> _Passage provided_:
###
I am certainly not the smartest person in the room. On occasion, I am the smart aleck in the room, but that’s a whole other topic. At any rate, in my time here on this planet I have come to learn a number of things that help me to know that the world is in balance, if only precariously. These little things are the constants in life that we can count on like gravity keeps us from floating up in the air and water is wet. Without them, we feel a certain uneasiness. Let me share them with you:

1. Asparagus will have a lingering effect, if you know what I mean. Try as you might to dilute it with large quantities of alcohol or a cherry Slurpee, that little green vegetable’s odiferous power will not be masked.
2. If a man has a mustache – with no other facial hair – it’s a 98.72% likelihood that he’s a cop or a firefighter . . . or it’s Tom Selleck reprising his role in Magnum P.I. Little known fact: Salvador Dalí went to his college career advisor to ask about how he could become a police officer and found that the waiting list was three years long, but there were immediate openings in the “eccentric artist” department.
3. When you walk into a men’s public restroom, two out of the three seats in the stalls will be left in the up position – the one that’s not was last used by a man who’s been married for more than five years.
4. You will never become a millionaire, lose seventy-five pounds, or grow your hair back as a result of something you received through junk mail or a mass email.
5. Regardless of your college major and the subsequent career field you pursue, the things you learn in your Political Science 202 class will only come in handy when watching or competing on Jeopardy.

I defy you to prove these universal constants wrong. Sure, you’ll come back and say things like, “Hall of Fame pitcher Rollie Fingers had a handlebar mustache, and he was never in law enforcement or public safety.” Bear in mind, though, that Mr. Fingers and others of his mustachioed ilk comprise the other 1.28% – I have statistics to back me up. What have you got?
###
> _Data shown_:
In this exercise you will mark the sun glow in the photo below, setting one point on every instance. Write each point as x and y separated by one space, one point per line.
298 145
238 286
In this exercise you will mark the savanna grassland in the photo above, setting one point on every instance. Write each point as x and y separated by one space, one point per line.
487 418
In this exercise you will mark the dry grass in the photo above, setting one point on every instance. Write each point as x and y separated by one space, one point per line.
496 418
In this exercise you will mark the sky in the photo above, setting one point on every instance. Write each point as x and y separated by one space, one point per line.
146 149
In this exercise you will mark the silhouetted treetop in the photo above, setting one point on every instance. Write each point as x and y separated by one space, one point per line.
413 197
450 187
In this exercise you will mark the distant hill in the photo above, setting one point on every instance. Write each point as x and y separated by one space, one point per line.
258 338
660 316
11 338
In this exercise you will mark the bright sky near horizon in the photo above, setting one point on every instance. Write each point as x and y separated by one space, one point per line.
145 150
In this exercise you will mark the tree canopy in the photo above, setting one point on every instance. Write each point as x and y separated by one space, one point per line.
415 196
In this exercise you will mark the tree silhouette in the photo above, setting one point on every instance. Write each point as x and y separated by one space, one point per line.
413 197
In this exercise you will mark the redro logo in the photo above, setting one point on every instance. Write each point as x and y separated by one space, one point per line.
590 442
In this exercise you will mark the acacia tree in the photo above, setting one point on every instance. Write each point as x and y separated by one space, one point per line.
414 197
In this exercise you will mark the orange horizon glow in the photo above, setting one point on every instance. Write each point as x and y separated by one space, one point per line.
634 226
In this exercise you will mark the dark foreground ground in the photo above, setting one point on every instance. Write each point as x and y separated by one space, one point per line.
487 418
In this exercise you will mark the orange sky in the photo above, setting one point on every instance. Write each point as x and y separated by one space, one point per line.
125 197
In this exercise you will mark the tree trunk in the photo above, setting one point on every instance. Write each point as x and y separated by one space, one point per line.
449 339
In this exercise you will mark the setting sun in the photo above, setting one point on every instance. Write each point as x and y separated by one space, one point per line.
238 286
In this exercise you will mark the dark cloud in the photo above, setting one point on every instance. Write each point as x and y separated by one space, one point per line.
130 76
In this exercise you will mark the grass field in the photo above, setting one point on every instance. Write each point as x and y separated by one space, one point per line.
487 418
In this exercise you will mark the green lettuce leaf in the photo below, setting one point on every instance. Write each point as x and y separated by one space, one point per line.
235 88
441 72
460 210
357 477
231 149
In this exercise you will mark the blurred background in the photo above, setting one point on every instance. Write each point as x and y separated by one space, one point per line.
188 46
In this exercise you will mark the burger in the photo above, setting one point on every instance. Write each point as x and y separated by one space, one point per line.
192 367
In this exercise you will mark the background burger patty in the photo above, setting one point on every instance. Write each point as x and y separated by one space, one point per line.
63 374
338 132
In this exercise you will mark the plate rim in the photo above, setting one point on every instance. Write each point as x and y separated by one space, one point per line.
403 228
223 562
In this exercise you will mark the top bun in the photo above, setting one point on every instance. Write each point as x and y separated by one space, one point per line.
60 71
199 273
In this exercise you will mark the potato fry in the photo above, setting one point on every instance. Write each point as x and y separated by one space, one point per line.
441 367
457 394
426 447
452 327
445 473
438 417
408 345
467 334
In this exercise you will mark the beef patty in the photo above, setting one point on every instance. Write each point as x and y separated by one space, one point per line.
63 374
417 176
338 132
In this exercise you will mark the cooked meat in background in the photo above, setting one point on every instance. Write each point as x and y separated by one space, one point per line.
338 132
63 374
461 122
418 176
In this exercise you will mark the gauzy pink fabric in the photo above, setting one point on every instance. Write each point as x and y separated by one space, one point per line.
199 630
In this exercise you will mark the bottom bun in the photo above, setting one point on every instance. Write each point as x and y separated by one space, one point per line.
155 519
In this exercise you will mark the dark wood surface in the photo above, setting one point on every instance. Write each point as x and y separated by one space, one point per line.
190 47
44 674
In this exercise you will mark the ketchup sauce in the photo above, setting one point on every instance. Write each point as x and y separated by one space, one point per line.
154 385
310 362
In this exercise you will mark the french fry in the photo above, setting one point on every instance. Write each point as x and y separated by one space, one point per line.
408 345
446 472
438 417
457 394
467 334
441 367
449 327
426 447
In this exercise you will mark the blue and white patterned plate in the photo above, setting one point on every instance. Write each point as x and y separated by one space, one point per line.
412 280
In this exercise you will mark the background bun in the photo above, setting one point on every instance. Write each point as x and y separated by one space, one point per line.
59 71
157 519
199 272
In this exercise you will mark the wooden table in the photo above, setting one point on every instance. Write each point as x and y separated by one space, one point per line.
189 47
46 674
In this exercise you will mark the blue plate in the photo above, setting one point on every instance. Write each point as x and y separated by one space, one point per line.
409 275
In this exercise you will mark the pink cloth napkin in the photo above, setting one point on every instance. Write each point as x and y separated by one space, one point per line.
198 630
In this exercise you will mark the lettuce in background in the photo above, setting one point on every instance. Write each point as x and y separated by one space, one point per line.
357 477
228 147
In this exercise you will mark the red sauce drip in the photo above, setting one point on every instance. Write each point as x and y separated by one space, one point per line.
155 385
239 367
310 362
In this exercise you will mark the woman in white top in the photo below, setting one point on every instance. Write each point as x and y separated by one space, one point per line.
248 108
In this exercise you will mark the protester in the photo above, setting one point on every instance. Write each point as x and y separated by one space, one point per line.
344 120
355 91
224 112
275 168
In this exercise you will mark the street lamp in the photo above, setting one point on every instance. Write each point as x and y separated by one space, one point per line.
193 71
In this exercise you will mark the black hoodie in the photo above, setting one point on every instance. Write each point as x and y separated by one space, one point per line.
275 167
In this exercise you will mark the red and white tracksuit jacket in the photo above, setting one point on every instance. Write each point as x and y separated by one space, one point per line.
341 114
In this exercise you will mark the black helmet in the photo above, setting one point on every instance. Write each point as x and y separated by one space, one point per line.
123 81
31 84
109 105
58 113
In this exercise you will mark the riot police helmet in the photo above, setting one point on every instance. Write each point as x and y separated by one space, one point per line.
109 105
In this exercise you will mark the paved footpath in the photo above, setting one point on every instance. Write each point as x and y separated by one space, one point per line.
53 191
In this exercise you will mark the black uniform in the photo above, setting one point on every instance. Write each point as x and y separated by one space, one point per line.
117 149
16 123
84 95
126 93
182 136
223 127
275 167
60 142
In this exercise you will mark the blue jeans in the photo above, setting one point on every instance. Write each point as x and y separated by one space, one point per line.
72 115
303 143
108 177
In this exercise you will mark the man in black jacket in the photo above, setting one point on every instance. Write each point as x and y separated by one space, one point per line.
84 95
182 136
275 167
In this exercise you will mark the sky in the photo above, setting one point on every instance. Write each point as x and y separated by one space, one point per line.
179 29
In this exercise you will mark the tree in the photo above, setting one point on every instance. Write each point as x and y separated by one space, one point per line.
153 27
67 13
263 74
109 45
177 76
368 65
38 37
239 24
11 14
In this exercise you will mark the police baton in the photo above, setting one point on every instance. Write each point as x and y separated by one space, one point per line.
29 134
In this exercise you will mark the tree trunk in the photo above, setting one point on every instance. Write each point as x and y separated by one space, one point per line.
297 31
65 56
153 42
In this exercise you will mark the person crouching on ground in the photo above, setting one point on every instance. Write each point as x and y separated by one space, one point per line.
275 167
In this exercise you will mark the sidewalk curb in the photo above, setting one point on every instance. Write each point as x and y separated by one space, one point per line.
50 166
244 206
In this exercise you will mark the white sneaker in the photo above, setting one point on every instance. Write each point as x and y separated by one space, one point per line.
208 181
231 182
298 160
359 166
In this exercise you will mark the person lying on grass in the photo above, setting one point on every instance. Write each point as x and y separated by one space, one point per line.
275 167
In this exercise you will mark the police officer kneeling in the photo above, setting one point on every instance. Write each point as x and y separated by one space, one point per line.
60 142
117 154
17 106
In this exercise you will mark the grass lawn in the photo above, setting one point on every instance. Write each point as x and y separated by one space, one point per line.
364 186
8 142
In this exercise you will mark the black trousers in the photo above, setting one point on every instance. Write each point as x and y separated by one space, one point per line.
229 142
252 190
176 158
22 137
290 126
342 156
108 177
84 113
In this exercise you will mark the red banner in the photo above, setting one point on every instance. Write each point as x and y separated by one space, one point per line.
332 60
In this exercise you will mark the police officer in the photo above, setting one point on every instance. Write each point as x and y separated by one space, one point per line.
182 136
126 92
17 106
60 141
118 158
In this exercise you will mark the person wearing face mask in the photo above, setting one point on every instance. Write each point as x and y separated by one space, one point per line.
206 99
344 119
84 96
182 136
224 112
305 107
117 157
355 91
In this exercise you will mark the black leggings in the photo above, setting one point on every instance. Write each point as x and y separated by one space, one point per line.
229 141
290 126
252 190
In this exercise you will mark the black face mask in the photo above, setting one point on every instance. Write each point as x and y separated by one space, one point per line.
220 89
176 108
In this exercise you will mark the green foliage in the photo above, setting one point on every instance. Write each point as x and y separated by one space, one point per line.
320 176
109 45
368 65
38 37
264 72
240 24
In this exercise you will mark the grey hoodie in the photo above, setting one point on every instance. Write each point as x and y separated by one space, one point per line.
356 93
###
> _Brief A_:
Decide whether each statement below agrees with the essay on life's constants. Answer yes or no for each and quote the words from the essay that settle it.
(i) A man with a mustache and no other facial hair is a cop or a firefighter with a 98.72% likelihood.
(ii) A cherry Slurpee can mask the lingering effect of asparagus.
(iii) In a men's public restroom, two out of the three stall seats will be left up.
> _Brief B_:
In the essay on life's constants, which class teaches things that will only come in handy when watching or competing on Jeopardy?

> _Exercise result A_:
(i) Yes: "it’s a 98.72% likelihood that he’s a cop or a firefighter"
(ii) No: "that little green vegetable’s odiferous power will not be masked"
(iii) Yes: "two out of the three seats in the stalls will be left in the up position"

> _Exercise result B_:
Political Science 202